Task instructions:
Please retype all of the entries below, copying every line without any change.

Coordinate annotation entries:
==*==

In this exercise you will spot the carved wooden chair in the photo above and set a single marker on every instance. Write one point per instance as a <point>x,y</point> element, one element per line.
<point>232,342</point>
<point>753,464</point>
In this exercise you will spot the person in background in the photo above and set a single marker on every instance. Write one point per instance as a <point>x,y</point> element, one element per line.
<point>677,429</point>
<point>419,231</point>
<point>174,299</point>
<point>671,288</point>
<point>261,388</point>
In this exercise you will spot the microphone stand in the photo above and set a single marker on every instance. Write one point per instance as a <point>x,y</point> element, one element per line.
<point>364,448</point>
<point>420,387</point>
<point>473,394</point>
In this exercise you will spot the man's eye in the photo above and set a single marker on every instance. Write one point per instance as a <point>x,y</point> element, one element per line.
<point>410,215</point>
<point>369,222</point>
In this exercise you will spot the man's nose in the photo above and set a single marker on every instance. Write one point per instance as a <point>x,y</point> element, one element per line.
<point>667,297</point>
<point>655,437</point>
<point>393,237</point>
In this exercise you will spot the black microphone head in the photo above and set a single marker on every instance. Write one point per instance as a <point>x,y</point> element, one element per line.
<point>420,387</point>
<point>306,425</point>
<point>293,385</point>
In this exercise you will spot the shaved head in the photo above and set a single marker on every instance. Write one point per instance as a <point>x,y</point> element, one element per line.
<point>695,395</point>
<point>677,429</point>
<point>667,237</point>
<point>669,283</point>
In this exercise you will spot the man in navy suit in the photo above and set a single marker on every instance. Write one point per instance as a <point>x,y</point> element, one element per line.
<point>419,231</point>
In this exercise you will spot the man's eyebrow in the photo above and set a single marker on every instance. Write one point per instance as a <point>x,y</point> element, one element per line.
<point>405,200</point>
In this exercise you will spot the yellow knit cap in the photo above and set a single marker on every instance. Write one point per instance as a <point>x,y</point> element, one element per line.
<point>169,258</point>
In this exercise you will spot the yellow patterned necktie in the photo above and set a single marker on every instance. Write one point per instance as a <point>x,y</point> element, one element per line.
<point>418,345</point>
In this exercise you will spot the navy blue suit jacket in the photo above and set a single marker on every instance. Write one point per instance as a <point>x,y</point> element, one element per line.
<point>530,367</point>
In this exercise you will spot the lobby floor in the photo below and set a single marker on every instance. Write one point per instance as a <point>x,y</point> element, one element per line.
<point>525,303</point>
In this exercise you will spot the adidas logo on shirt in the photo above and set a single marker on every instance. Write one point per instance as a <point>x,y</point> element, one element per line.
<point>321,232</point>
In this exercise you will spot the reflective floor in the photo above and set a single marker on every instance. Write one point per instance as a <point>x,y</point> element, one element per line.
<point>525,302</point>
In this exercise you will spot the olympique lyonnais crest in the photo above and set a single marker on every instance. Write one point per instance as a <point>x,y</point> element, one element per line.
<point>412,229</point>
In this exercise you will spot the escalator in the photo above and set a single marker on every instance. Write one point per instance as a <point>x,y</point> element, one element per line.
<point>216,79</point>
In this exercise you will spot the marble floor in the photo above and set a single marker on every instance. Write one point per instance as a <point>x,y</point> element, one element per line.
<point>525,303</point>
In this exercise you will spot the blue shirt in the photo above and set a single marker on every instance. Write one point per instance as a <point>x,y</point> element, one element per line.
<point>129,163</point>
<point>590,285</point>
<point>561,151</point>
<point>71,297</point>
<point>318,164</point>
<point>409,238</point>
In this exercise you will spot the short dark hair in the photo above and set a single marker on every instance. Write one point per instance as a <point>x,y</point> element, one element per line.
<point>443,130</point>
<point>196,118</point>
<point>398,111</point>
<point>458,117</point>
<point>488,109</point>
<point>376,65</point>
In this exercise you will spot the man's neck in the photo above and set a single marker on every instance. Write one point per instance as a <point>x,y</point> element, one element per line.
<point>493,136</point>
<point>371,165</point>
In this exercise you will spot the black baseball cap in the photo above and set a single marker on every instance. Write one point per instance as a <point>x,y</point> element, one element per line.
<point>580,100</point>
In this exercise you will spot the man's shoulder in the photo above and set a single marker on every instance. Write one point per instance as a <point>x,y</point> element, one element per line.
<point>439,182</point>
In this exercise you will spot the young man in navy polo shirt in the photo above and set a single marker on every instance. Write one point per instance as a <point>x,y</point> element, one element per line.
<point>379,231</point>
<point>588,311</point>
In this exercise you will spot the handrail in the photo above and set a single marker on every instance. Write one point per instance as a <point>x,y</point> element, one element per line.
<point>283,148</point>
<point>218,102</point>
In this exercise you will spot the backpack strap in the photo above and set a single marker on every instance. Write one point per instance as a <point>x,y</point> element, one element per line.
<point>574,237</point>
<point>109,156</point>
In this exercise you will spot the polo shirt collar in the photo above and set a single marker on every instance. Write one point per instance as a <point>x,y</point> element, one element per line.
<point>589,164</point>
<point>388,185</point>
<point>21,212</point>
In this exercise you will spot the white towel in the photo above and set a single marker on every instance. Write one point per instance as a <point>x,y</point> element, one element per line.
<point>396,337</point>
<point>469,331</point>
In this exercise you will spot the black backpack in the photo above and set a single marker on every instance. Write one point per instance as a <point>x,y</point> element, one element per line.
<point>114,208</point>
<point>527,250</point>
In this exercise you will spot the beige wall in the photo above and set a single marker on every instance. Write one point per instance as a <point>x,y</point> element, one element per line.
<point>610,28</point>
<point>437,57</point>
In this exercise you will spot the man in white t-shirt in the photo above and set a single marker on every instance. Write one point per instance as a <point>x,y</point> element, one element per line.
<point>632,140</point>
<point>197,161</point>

==*==

Final result:
In this exercise you will spot the carved wooden chair in the photo above and set a single marker on every instance. Write one point per instance as a <point>x,y</point> element, one element per line.
<point>232,342</point>
<point>753,464</point>
In this exercise you will spot the person in background in the photo above and set a single marker on every instance. Write one point per instance as a <point>x,y</point> element, one element per line.
<point>677,429</point>
<point>419,231</point>
<point>174,299</point>
<point>671,288</point>
<point>261,388</point>
In this exercise you will spot the microphone stand in the photo above and set a single marker on every instance. Write one point per instance as a <point>x,y</point> element, one element per line.
<point>364,448</point>
<point>420,387</point>
<point>473,394</point>
In this exercise you will spot the man's eye in the photo above and set a single marker on every instance. Write one point per instance as a <point>x,y</point> element, one element per line.
<point>410,215</point>
<point>369,222</point>
In this exercise you will spot the man's nose in the photo above and set a single marker on every instance. Write one point per instance as a <point>x,y</point> element, one element per line.
<point>667,297</point>
<point>655,437</point>
<point>393,237</point>
In this exercise you will spot the black microphone head in the photo above and set a single marker on every instance. Write one point per instance as a <point>x,y</point> element, one element per line.
<point>420,387</point>
<point>306,425</point>
<point>293,385</point>
In this exercise you will spot the shaved head in the photo above and set a single marker on every instance. Write one point per instance as a <point>x,y</point> element, one element per line.
<point>695,395</point>
<point>677,429</point>
<point>667,237</point>
<point>669,283</point>
In this exercise you will spot the man in navy suit in the photo above and set a single marker on every instance. Write one point per instance as a <point>x,y</point> element, one element per line.
<point>419,231</point>
In this exercise you will spot the man's eyebrow in the photo above and set a single marker on every instance. Write one point per instance as a <point>x,y</point> element, one element per line.
<point>405,200</point>
In this exercise you will spot the yellow knit cap in the photo above and set a single marker on every instance. Write one point per instance as a <point>x,y</point> element, one element per line.
<point>169,258</point>
In this exercise you will spot the yellow patterned necktie in the photo above and set a single marker on every instance. Write one point per instance as a <point>x,y</point> element, one element per line.
<point>418,345</point>
In this exercise you will spot the navy blue suit jacket in the photo above and set a single marker on every instance. Write one point per instance as a <point>x,y</point> element, one element per line.
<point>530,367</point>
In this exercise you will spot the lobby floor in the photo below and set a single marker on every instance. Write one point per instance as a <point>x,y</point> element, one element per line.
<point>525,303</point>
In this exercise you will spot the adidas logo on shirt in the photo above and set a single marker on every instance. Write one point per instance as a <point>x,y</point> element, one element per line.
<point>321,232</point>
In this exercise you will spot the reflective floor in the photo above and set a single marker on every instance. Write one point per instance as a <point>x,y</point> element, one element per line.
<point>525,302</point>
In this exercise you will spot the olympique lyonnais crest in the photo above and set a single marker on every instance. Write one point per instance as a <point>x,y</point> element, one element per line.
<point>412,229</point>
In this exercise you will spot the escalator in the photo above and set a single marker on every instance. Write one point per instance as a <point>x,y</point> element, one element per line.
<point>216,79</point>
In this exercise you will spot the marble floor in the photo above and set a single marker on every instance. Write one point per instance as a <point>x,y</point> element, one element per line.
<point>525,303</point>
In this exercise you will spot the blue shirt in the photo above and set a single marker on every instance. Write one point per instance as a <point>x,y</point> element, one element per line.
<point>129,163</point>
<point>590,285</point>
<point>561,151</point>
<point>71,297</point>
<point>318,164</point>
<point>409,238</point>
In this exercise you will spot the short dark hair in the photo above and set a single marker on every instance. Write one point per instance as a <point>x,y</point> element, one element per line.
<point>443,130</point>
<point>196,118</point>
<point>398,111</point>
<point>458,117</point>
<point>488,109</point>
<point>376,65</point>
In this exercise you will spot the man's neck in the photo above and set a single marker on every instance. Write one point per instance as a <point>x,y</point> element, one element per line.
<point>493,136</point>
<point>371,165</point>
In this exercise you will spot the black baseball cap in the photo above and set a single marker on every instance. Write one point per instance as a <point>x,y</point> element, one element per line.
<point>580,100</point>
In this exercise you will spot the man's shoulder in the photo above and set a single marker on every instance. Write one point per instance as a <point>x,y</point> element, one element per line.
<point>439,182</point>
In this exercise you will spot the young man in navy polo shirt in the photo above and set a single marker on every instance. Write one point per instance as a <point>x,y</point> element, one element per line.
<point>379,231</point>
<point>588,311</point>
In this exercise you will spot the handrail in the photo above and set a single marker on every instance. Write one point per instance as a <point>x,y</point> element, one element per line.
<point>283,148</point>
<point>218,102</point>
In this exercise you will spot the backpack strap in the photo above and set a single marker on every instance. Write one point per instance as a <point>x,y</point> element, one element per line.
<point>574,237</point>
<point>109,156</point>
In this exercise you will spot the polo shirt collar in the photo above and set a single marker on every instance. Write one point per instance as a <point>x,y</point> element, one element per line.
<point>589,164</point>
<point>388,185</point>
<point>21,212</point>
In this exercise you will spot the white towel in the photo above and set a single marker on every instance. Write one point per instance as a <point>x,y</point> element, one element per line.
<point>396,337</point>
<point>469,331</point>
In this exercise you will spot the black backpack in the photo above and set a single marker on every instance. Write one point per instance as a <point>x,y</point> element, one element per line.
<point>114,208</point>
<point>527,250</point>
In this exercise you will spot the beige wall in the photo above and set a single marker on every instance. Write one point per instance as a <point>x,y</point> element, one element per line.
<point>610,28</point>
<point>437,57</point>
In this exercise you will spot the man in white t-shirt in the photo above and set a single marker on every instance. Write one point per instance as a <point>x,y</point> element, one element per line.
<point>632,140</point>
<point>197,161</point>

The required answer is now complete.